Exercise ::
Reproduce, without changes, the part of the rows below that opens with the line containing "Where can you see the child's face?" and closes with the line containing "<point>968,291</point>". Include both of those lines and nothing else.

Supplied entries ::
-- Start --

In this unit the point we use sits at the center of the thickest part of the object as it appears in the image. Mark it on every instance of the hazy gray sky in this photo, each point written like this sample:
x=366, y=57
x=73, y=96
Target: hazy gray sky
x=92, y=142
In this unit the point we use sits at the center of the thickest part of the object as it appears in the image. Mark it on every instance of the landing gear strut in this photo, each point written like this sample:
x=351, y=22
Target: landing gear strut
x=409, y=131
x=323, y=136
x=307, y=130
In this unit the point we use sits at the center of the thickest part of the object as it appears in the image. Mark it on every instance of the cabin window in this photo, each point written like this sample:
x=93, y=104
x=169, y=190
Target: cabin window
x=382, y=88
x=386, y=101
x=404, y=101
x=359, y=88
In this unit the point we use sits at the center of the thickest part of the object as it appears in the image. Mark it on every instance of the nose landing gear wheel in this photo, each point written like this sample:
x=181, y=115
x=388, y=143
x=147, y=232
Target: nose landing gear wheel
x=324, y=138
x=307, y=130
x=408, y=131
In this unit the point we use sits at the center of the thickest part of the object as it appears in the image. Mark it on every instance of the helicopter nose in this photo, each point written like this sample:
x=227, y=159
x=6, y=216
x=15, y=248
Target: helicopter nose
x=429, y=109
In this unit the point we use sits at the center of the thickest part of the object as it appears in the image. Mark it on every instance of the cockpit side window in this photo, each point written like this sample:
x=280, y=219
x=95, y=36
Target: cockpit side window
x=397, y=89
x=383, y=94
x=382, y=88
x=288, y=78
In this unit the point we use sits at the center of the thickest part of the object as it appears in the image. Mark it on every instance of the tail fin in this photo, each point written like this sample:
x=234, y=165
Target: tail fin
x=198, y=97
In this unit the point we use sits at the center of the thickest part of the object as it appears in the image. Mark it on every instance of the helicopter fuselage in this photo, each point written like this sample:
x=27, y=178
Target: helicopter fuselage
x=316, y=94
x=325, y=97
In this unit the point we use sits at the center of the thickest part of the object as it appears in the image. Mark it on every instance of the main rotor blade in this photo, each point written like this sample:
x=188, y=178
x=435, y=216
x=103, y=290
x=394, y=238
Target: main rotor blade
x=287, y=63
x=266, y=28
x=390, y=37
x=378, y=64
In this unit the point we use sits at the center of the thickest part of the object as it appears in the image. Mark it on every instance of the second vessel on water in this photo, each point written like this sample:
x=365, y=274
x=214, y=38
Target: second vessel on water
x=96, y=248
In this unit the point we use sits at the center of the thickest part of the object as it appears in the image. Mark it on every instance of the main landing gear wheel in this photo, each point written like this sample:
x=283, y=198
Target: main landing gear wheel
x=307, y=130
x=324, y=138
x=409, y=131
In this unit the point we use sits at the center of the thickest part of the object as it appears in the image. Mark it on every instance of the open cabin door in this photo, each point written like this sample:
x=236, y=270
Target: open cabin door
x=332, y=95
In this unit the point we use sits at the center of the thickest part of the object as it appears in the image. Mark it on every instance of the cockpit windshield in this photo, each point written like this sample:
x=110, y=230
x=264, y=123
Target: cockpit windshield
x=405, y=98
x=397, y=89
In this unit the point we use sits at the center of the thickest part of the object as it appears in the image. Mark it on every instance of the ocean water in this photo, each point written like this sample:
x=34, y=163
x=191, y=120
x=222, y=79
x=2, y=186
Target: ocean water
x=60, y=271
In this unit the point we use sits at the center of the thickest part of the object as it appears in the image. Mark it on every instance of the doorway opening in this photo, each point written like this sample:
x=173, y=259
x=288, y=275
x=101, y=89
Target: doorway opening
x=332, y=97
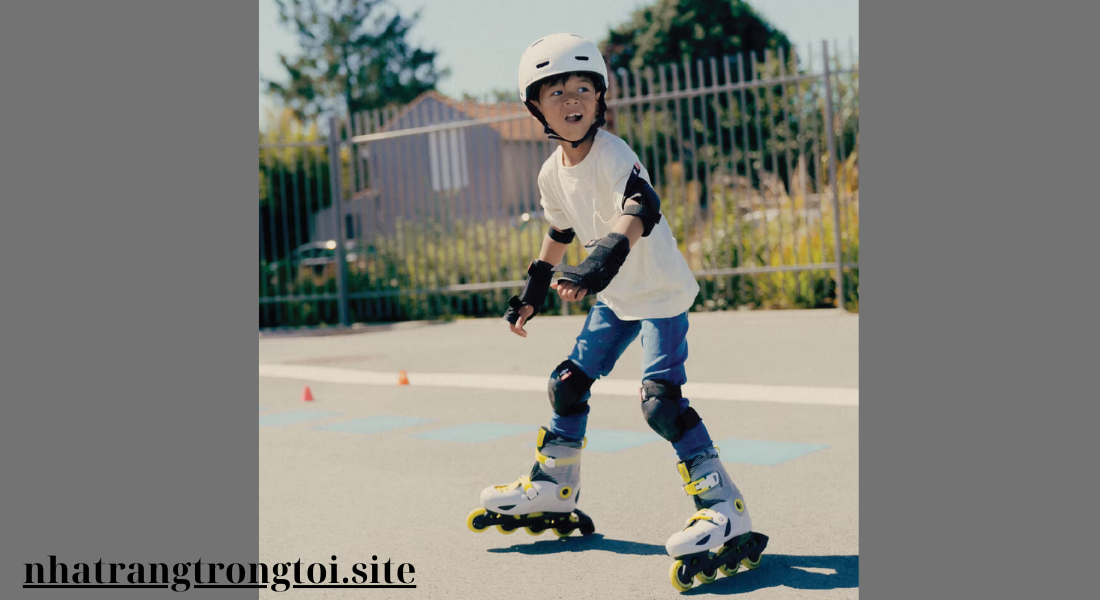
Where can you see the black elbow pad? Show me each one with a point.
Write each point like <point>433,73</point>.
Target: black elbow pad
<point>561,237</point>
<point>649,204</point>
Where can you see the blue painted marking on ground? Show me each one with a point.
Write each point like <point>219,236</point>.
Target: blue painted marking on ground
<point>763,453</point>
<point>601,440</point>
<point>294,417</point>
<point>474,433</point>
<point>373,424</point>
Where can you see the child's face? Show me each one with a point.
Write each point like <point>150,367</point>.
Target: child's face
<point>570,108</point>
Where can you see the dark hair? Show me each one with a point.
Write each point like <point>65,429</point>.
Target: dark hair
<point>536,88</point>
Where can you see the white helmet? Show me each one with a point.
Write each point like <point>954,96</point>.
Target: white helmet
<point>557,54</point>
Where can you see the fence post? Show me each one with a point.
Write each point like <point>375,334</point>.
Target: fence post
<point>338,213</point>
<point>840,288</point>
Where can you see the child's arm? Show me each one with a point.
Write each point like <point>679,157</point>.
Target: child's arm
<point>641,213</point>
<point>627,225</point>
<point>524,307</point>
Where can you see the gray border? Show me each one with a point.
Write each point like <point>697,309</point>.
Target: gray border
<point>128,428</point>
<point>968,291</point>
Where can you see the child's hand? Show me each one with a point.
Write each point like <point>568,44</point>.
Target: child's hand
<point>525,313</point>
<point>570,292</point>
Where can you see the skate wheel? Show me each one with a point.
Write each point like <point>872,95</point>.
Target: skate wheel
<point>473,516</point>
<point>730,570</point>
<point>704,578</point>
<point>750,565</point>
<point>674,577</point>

-- End --
-- Start --

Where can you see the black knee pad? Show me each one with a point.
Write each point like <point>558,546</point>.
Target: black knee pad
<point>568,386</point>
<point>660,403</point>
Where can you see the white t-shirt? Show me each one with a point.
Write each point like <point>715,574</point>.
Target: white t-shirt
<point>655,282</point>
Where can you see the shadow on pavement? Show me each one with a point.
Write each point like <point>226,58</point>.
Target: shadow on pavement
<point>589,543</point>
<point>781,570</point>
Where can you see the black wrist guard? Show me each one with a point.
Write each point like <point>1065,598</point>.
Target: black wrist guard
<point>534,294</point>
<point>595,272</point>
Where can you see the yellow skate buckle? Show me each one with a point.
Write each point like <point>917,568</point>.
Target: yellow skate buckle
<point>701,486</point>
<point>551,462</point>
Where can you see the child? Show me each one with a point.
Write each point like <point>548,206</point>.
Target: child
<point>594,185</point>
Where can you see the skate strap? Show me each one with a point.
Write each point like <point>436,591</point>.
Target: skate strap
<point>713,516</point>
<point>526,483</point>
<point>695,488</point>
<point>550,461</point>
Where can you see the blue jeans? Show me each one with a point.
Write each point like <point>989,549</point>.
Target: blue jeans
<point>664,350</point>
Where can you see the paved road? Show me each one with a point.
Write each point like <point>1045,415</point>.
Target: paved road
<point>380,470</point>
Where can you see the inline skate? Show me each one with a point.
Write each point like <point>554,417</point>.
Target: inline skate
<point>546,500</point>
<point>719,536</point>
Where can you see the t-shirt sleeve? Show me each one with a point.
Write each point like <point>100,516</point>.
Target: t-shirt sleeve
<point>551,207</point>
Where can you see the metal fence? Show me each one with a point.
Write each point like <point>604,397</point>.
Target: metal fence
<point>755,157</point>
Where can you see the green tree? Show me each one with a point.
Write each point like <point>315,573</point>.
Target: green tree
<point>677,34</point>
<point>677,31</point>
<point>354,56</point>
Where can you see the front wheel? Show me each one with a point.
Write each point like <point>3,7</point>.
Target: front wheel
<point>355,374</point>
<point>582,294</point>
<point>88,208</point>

-- End --

Exercise response ::
Where can you see the child's face? Show me each one with a point.
Write each point like <point>150,367</point>.
Target: child's face
<point>570,108</point>
Where can you see the dark hair? Show me each one with a point.
Write each point like <point>65,429</point>.
Target: dark hair
<point>536,88</point>
Where can you see the white helmet? Show me each one with a point.
Write each point like <point>954,96</point>.
Target: white helmet
<point>557,54</point>
Where can you see the fence post? Show me each one with a point.
Write each point like <point>375,334</point>.
Target: fence post
<point>338,213</point>
<point>840,288</point>
Where can you see the child's arm? Show me each one with a point.
Write each point like <point>679,157</point>.
Target: child's arm
<point>641,213</point>
<point>627,225</point>
<point>524,307</point>
Where can you see the gray border? Show me each one with a point.
Write each point like <point>697,309</point>.
Target: gray border
<point>128,428</point>
<point>968,291</point>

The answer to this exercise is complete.